> [Extracted text]
=== Begin Enclosure ===
ANALYSIS: Legal costs to defend Doug Ford government agenda will be worth it, PC house leader says
Every action causes an equal opposing reaction.
Doug Ford and his new geared-for-action government have discovered Isaac Newton’s quote also applies to populist politicians, no matter the weight of their mandate.
From sex-ed to sexy electric vehicles, the new government has found itself on the receiving end of legal action designed to overturn its ideological direction.
Tesla made short work of forcing a government U-turn on scrapping the electric vehicle rebate after a judge castigated the government for running roughshod over the rights of business to do business. The rebate will vanish, but the PCs will now extend it to approximately 600 Tesla buyers who were previously unceremoniously cut off.
With the case of those downtown elite-driven Tesla cars, the PCs are learning the hard way there is more to driving the agenda than having the most seats in the legislature.
The cost of the Tesla tussle is minuscule to the provincial treasury, but other potentially costly legal challenges involving the cancellation of cap and trade are hovering ominously in the wings.
On the season debut of Focus Ontario, Government House Leader Todd Smith admitted some of the moves by the government will come with a price tag.
“While there may be a cost incurred on people, there is going to be a net benefit that will exceed any initial costs,” Smith said.
The new government has taken a somewhat scattered approach to how it decides when the cost versus benefit warrants action.
During the PC leadership campaign, Doug Ford promised to cancel the Bala Falls Hydro Project. Now in power, Ford said it would be too expensive to deep-six the project, quoting the figure of $100 million as the cost for the province just to end up with a hole in the ground.
But what’s not achievable in Bala is already done in Prince Edward County.
The PCs promised during the election campaign to cancel the White Pines Wind Project in Todd Smith’s home riding of Prince Edward County, and then followed through making it a priority at the beginning of this summer’s rare sitting.
=== End Enclosure ===
> [Material supplied]
=== Begin Enclosure ===
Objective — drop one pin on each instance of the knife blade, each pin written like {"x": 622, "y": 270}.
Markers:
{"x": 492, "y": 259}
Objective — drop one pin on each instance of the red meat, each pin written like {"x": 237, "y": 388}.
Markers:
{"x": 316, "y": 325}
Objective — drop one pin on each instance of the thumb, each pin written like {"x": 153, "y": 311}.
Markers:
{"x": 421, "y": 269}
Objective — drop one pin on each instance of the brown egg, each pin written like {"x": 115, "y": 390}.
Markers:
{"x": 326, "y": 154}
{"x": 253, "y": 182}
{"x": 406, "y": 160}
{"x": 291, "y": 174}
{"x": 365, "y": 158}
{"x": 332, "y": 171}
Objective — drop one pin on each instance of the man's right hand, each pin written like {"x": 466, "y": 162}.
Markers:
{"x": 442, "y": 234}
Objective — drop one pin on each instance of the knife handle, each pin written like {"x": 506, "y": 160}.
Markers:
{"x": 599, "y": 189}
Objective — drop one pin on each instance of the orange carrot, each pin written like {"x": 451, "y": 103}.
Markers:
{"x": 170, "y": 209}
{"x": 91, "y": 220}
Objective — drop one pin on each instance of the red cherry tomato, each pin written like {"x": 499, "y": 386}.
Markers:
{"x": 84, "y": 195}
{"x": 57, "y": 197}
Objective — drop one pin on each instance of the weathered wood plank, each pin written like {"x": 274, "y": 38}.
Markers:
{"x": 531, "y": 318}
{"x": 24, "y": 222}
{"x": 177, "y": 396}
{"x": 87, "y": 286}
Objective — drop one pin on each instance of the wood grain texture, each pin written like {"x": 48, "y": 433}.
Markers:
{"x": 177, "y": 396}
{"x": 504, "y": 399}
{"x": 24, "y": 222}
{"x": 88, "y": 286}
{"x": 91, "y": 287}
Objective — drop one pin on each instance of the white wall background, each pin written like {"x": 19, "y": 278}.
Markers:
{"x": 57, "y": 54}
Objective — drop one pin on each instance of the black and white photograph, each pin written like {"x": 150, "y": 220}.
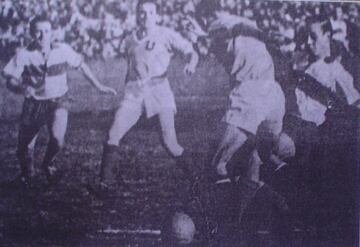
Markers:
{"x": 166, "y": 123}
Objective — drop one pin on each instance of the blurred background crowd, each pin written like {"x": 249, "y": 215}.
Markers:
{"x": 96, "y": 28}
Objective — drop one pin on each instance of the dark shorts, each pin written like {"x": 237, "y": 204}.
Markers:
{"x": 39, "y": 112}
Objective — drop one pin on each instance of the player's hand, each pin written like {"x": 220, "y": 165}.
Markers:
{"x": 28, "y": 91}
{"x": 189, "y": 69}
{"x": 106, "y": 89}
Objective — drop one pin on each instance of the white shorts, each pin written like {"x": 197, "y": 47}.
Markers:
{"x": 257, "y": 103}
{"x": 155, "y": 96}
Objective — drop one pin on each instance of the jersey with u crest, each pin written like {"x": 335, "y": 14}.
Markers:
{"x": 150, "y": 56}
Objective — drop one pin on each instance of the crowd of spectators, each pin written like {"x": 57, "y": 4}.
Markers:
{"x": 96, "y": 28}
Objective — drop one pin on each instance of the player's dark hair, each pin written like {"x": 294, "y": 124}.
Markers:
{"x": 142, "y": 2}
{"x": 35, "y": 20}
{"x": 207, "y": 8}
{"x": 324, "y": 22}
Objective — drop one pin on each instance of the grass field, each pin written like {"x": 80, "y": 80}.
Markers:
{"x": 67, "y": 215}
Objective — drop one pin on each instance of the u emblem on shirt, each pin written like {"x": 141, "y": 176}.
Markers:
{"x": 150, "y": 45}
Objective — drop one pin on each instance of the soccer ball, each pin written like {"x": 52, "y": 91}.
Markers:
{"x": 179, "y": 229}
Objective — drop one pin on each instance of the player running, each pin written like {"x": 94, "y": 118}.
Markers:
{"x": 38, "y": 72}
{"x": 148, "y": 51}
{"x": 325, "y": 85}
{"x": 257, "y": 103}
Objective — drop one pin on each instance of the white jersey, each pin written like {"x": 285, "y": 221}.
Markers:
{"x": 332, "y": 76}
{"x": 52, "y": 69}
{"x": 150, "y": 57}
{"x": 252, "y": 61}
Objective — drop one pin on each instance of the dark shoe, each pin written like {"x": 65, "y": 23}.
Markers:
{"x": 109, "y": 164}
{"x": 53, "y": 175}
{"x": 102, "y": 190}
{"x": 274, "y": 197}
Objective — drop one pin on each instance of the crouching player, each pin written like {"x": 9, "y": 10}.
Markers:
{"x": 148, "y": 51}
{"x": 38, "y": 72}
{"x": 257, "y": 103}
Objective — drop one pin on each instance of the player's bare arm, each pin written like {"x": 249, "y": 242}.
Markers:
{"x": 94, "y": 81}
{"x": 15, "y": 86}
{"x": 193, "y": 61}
=== End Enclosure ===
=== Begin Enclosure ===
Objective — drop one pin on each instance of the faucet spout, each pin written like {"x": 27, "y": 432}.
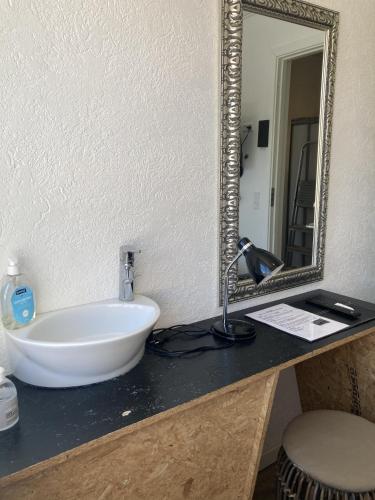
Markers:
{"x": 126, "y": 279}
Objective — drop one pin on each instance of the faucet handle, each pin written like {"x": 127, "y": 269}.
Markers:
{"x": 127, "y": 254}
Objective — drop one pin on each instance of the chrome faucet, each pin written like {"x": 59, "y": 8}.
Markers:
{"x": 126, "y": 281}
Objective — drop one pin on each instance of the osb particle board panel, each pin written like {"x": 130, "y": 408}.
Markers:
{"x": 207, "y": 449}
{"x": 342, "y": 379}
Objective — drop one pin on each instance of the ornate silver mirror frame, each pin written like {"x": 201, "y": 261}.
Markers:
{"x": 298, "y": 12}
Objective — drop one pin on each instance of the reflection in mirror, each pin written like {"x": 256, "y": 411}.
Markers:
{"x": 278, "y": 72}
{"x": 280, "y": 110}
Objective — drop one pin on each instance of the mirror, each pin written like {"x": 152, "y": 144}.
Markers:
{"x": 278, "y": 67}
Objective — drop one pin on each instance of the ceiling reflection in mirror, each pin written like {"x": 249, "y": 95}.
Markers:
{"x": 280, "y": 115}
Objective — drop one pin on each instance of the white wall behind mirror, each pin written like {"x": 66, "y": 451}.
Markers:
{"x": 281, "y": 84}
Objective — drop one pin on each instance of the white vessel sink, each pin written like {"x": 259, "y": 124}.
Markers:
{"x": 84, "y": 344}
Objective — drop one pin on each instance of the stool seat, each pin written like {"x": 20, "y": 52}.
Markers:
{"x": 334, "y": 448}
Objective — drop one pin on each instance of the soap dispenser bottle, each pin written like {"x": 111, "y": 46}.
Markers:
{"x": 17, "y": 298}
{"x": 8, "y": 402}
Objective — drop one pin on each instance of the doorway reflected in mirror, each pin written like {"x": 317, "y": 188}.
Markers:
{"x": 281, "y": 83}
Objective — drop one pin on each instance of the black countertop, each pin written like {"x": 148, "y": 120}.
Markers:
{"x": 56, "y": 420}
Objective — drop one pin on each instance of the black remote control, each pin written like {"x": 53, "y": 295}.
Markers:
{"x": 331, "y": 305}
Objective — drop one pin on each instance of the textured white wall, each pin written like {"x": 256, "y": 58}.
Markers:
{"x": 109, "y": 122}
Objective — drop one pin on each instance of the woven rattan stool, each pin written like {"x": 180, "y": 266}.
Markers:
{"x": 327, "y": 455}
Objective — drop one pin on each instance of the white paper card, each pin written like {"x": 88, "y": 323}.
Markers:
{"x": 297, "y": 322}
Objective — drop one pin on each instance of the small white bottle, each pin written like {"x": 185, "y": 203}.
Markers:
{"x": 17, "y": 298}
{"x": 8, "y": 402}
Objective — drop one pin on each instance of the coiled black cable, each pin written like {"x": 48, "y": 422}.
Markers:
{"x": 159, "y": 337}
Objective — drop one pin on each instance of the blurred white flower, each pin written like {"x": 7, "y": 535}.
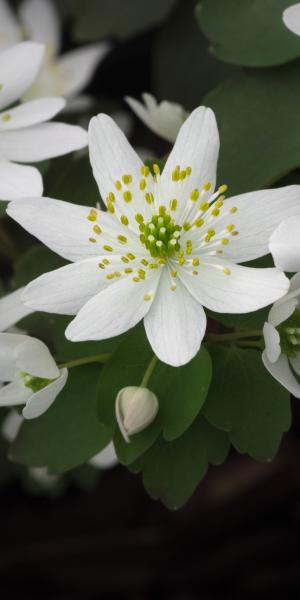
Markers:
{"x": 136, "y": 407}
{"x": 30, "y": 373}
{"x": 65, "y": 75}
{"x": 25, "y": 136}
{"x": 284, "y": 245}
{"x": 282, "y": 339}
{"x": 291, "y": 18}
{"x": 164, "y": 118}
=== End Enclosure ===
=== Begin Enclosure ===
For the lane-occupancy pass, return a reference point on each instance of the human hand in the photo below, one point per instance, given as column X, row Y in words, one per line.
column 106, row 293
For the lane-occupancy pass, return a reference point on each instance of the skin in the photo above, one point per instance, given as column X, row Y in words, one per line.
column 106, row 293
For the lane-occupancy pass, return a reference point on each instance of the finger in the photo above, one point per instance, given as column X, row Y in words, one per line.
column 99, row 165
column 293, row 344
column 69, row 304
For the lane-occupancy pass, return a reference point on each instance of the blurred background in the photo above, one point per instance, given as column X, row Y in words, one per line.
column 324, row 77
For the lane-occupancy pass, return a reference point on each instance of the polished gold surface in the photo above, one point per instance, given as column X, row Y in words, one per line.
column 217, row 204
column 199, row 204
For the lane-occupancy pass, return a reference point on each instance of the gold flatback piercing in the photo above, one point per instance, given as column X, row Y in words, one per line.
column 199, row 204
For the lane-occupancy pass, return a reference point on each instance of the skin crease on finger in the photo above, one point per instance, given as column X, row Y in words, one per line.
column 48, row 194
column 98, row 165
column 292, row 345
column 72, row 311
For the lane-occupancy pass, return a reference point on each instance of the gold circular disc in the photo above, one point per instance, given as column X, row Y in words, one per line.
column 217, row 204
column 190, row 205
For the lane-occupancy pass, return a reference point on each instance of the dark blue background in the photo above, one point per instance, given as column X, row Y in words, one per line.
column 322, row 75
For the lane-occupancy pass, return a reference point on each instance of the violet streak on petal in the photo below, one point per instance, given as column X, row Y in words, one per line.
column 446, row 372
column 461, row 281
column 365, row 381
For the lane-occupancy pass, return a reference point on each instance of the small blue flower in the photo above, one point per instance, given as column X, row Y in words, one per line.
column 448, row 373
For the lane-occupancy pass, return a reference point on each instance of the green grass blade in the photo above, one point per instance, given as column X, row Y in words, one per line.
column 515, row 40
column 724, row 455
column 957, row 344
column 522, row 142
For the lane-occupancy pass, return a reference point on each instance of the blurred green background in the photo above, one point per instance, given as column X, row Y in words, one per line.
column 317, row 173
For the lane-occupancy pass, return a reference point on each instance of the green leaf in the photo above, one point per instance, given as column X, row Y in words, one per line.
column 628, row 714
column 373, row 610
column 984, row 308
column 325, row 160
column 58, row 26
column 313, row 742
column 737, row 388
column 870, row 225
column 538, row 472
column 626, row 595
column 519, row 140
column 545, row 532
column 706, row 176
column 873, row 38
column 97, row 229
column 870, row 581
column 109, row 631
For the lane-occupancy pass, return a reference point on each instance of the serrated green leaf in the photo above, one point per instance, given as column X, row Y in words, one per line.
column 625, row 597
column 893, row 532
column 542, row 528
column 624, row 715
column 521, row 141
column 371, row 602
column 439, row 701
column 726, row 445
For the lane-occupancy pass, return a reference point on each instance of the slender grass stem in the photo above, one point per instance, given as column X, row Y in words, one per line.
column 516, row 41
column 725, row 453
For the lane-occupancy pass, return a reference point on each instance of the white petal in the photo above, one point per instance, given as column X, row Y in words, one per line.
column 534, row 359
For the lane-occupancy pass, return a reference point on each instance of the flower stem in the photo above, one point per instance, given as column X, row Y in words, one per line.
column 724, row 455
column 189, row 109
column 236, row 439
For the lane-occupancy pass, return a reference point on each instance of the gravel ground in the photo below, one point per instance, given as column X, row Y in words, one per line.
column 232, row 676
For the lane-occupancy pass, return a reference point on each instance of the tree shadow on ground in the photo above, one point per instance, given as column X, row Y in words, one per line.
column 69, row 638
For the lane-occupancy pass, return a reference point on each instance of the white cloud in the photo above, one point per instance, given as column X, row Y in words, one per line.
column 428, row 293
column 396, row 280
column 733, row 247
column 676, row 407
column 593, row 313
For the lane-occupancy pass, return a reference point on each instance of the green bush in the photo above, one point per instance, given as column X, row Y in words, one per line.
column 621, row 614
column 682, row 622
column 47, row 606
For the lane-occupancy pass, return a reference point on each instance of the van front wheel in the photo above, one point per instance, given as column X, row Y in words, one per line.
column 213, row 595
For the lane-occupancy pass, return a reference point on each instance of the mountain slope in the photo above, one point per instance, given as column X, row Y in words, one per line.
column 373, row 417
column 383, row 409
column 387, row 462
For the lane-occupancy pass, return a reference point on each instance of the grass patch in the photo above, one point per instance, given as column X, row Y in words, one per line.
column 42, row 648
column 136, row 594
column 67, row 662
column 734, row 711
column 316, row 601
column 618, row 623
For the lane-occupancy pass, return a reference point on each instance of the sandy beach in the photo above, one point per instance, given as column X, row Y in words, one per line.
=== End Enclosure ===
> [Required actions]
**1.** In the analysis of the Ford government's legal costs, roughly how many Tesla buyers will now get the electric vehicle rebate?
**2.** Carry on the analysis of the Ford government's legal costs from its last sentence.

> [Answers]
**1.** Approximately 600 Tesla buyers.

**2.**
The government cannot say how much it will cost to cancel the project, although the company with the contract estimates it will be in the neighbourhood of – here’s that number again – $100 million.
Plus, the PCs are the same party that castigated the Liberals for making a similar promise about the Mississauga gas plant during the 2011 election campaign without having a clue what the tab would be. In the end, canceling the Oakville and Mississauga plants is estimated to have cost Ontario ratepayers more than a billion dollars.
It’s not the same argued Smith.
“What we did is legislate an end to those contracts and then inoculate the province against future losses” Smith said.
Smith said the Liberals didn’t do that, instead deciding to make those companies whole – a reference to a damning phrase that emerged from the realms of gas plant emails.
Unfortunately the doctor isn’t the one who decides if the inoculation will protect the patient. As in the Tesla case, and in the soon to be decided cases concerning sex-ed, basic income, and chopping Toronto council, it will be the courts that will rule.
Promise made, promise kept — that’s the tagline that Ford and his ministers keep repeating as they drive forward with an action packed agenda.
In case you thought that Newton fellow had been hit in the head with too many apples, his theory of an equal and opposing action is clearly on display for anyone to see here in Ontario. Lawsuit threatened, lawsuit launched.